▸ PROBLEM TO WORK ON:
Copy out exactly the lines from the one containing "Where can you spot the mast?" to the last line of the records below, both included, and leave out any pictures.
[start of DATASET EXCERPTS]
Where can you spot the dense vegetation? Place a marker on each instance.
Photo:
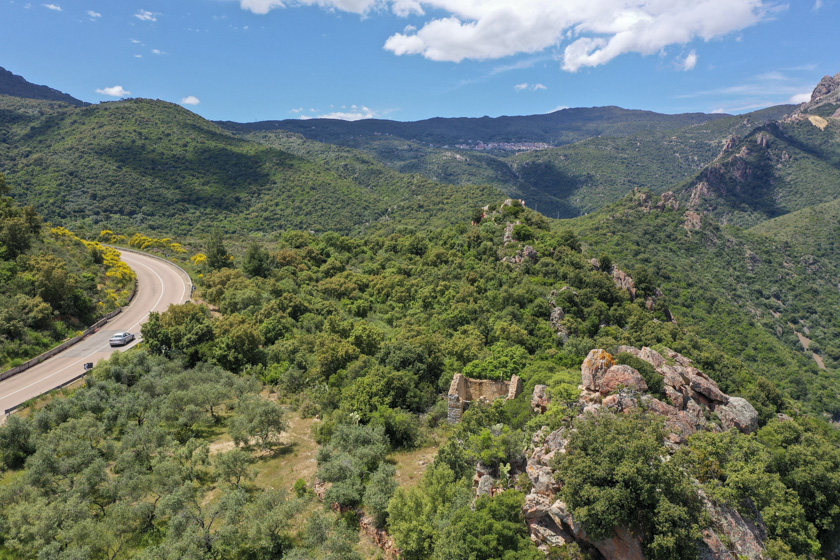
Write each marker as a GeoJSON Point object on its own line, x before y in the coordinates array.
{"type": "Point", "coordinates": [602, 153]}
{"type": "Point", "coordinates": [367, 332]}
{"type": "Point", "coordinates": [17, 86]}
{"type": "Point", "coordinates": [748, 294]}
{"type": "Point", "coordinates": [781, 167]}
{"type": "Point", "coordinates": [52, 284]}
{"type": "Point", "coordinates": [150, 165]}
{"type": "Point", "coordinates": [560, 127]}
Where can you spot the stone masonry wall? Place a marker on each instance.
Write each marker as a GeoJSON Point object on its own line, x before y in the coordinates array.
{"type": "Point", "coordinates": [463, 391]}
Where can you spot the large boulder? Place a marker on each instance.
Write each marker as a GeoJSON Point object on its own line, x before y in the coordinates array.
{"type": "Point", "coordinates": [539, 399]}
{"type": "Point", "coordinates": [594, 367]}
{"type": "Point", "coordinates": [621, 376]}
{"type": "Point", "coordinates": [738, 413]}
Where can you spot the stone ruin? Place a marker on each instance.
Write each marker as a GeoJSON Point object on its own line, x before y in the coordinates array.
{"type": "Point", "coordinates": [463, 391]}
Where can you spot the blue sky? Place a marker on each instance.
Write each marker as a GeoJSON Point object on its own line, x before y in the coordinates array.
{"type": "Point", "coordinates": [247, 60]}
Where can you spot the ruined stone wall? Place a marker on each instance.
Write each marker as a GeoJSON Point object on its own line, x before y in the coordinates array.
{"type": "Point", "coordinates": [463, 391]}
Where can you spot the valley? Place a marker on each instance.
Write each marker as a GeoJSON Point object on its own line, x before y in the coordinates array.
{"type": "Point", "coordinates": [661, 292]}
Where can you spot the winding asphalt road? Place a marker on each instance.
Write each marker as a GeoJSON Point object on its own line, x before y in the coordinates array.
{"type": "Point", "coordinates": [159, 284]}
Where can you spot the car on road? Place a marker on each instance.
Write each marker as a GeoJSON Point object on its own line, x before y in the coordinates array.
{"type": "Point", "coordinates": [121, 339]}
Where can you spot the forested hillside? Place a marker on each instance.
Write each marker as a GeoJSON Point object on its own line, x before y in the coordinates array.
{"type": "Point", "coordinates": [671, 378]}
{"type": "Point", "coordinates": [603, 152]}
{"type": "Point", "coordinates": [143, 164]}
{"type": "Point", "coordinates": [367, 332]}
{"type": "Point", "coordinates": [764, 301]}
{"type": "Point", "coordinates": [776, 169]}
{"type": "Point", "coordinates": [560, 127]}
{"type": "Point", "coordinates": [52, 284]}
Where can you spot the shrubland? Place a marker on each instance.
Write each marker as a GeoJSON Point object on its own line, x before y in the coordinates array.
{"type": "Point", "coordinates": [367, 333]}
{"type": "Point", "coordinates": [52, 283]}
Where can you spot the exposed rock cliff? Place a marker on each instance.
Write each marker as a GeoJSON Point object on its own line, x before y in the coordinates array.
{"type": "Point", "coordinates": [695, 403]}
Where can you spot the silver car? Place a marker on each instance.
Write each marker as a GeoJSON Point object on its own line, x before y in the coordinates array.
{"type": "Point", "coordinates": [121, 339]}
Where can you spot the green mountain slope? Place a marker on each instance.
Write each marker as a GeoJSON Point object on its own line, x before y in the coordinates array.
{"type": "Point", "coordinates": [763, 301]}
{"type": "Point", "coordinates": [154, 165]}
{"type": "Point", "coordinates": [560, 127]}
{"type": "Point", "coordinates": [778, 168]}
{"type": "Point", "coordinates": [52, 284]}
{"type": "Point", "coordinates": [815, 229]}
{"type": "Point", "coordinates": [602, 154]}
{"type": "Point", "coordinates": [17, 86]}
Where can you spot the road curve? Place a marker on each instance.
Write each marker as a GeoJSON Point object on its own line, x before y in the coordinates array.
{"type": "Point", "coordinates": [159, 284]}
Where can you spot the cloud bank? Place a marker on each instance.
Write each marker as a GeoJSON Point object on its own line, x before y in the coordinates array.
{"type": "Point", "coordinates": [114, 91]}
{"type": "Point", "coordinates": [590, 32]}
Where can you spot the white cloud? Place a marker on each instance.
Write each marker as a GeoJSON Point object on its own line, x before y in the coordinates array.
{"type": "Point", "coordinates": [261, 6]}
{"type": "Point", "coordinates": [114, 91]}
{"type": "Point", "coordinates": [527, 86]}
{"type": "Point", "coordinates": [146, 15]}
{"type": "Point", "coordinates": [595, 31]}
{"type": "Point", "coordinates": [354, 6]}
{"type": "Point", "coordinates": [355, 114]}
{"type": "Point", "coordinates": [689, 62]}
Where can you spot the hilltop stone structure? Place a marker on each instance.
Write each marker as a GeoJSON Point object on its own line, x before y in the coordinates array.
{"type": "Point", "coordinates": [463, 391]}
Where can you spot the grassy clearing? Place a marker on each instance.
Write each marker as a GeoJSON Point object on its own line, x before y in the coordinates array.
{"type": "Point", "coordinates": [292, 460]}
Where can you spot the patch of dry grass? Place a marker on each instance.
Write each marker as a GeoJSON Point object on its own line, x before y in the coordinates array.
{"type": "Point", "coordinates": [293, 459]}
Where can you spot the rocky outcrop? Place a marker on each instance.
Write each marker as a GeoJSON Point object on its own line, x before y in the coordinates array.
{"type": "Point", "coordinates": [508, 237]}
{"type": "Point", "coordinates": [540, 399]}
{"type": "Point", "coordinates": [621, 376]}
{"type": "Point", "coordinates": [380, 538]}
{"type": "Point", "coordinates": [594, 367]}
{"type": "Point", "coordinates": [526, 253]}
{"type": "Point", "coordinates": [827, 86]}
{"type": "Point", "coordinates": [739, 414]}
{"type": "Point", "coordinates": [694, 401]}
{"type": "Point", "coordinates": [667, 201]}
{"type": "Point", "coordinates": [624, 281]}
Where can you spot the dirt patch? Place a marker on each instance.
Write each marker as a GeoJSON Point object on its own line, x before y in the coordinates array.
{"type": "Point", "coordinates": [293, 459]}
{"type": "Point", "coordinates": [803, 340]}
{"type": "Point", "coordinates": [819, 360]}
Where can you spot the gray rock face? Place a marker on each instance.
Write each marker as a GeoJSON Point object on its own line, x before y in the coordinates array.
{"type": "Point", "coordinates": [621, 376]}
{"type": "Point", "coordinates": [738, 413]}
{"type": "Point", "coordinates": [608, 387]}
{"type": "Point", "coordinates": [485, 485]}
{"type": "Point", "coordinates": [827, 86]}
{"type": "Point", "coordinates": [540, 400]}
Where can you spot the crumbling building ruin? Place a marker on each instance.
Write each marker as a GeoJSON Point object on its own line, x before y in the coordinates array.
{"type": "Point", "coordinates": [463, 391]}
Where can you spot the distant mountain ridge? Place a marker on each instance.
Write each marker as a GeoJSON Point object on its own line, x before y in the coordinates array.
{"type": "Point", "coordinates": [17, 86]}
{"type": "Point", "coordinates": [558, 128]}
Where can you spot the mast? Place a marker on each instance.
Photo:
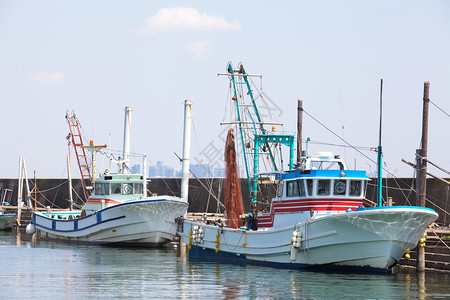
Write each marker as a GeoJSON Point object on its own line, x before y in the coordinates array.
{"type": "Point", "coordinates": [186, 149]}
{"type": "Point", "coordinates": [380, 154]}
{"type": "Point", "coordinates": [299, 133]}
{"type": "Point", "coordinates": [126, 140]}
{"type": "Point", "coordinates": [69, 175]}
{"type": "Point", "coordinates": [422, 167]}
{"type": "Point", "coordinates": [261, 139]}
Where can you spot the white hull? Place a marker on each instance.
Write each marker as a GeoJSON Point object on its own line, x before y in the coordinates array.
{"type": "Point", "coordinates": [143, 222]}
{"type": "Point", "coordinates": [372, 239]}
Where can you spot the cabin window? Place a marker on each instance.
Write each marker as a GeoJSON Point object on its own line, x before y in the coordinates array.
{"type": "Point", "coordinates": [355, 188]}
{"type": "Point", "coordinates": [127, 188]}
{"type": "Point", "coordinates": [138, 188]}
{"type": "Point", "coordinates": [301, 187]}
{"type": "Point", "coordinates": [102, 188]}
{"type": "Point", "coordinates": [116, 188]}
{"type": "Point", "coordinates": [339, 187]}
{"type": "Point", "coordinates": [323, 187]}
{"type": "Point", "coordinates": [309, 186]}
{"type": "Point", "coordinates": [292, 188]}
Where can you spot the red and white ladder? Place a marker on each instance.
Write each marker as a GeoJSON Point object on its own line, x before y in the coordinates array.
{"type": "Point", "coordinates": [77, 142]}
[end of DATASET EXCERPTS]
▸ RESULT OF THIS EXERCISE:
Where can you spot the mast? Place a marker on each instance.
Photo:
Write each marker as a GeoJSON Point object on its own line, x before y in the coordinates array.
{"type": "Point", "coordinates": [186, 149]}
{"type": "Point", "coordinates": [380, 154]}
{"type": "Point", "coordinates": [299, 133]}
{"type": "Point", "coordinates": [126, 140]}
{"type": "Point", "coordinates": [69, 175]}
{"type": "Point", "coordinates": [422, 167]}
{"type": "Point", "coordinates": [261, 139]}
Where can you spot the white hull? Place a marker on each instance.
Write each marker as a GeoJSON Point object on its own line, x before y in the coordinates array.
{"type": "Point", "coordinates": [143, 222]}
{"type": "Point", "coordinates": [372, 239]}
Where can you spot the cabin window? Place a marker on each instance.
Write each marker as a GeoJSON Point object on its own line, x before y in the coordinates array.
{"type": "Point", "coordinates": [355, 188]}
{"type": "Point", "coordinates": [127, 188]}
{"type": "Point", "coordinates": [138, 188]}
{"type": "Point", "coordinates": [301, 187]}
{"type": "Point", "coordinates": [102, 188]}
{"type": "Point", "coordinates": [116, 188]}
{"type": "Point", "coordinates": [339, 187]}
{"type": "Point", "coordinates": [323, 187]}
{"type": "Point", "coordinates": [309, 186]}
{"type": "Point", "coordinates": [292, 188]}
Where can you spot the red and white ladder? Place a marker on each instance.
Write each marker as a GeoJSON Point object on its own line, x before y in the coordinates array.
{"type": "Point", "coordinates": [77, 142]}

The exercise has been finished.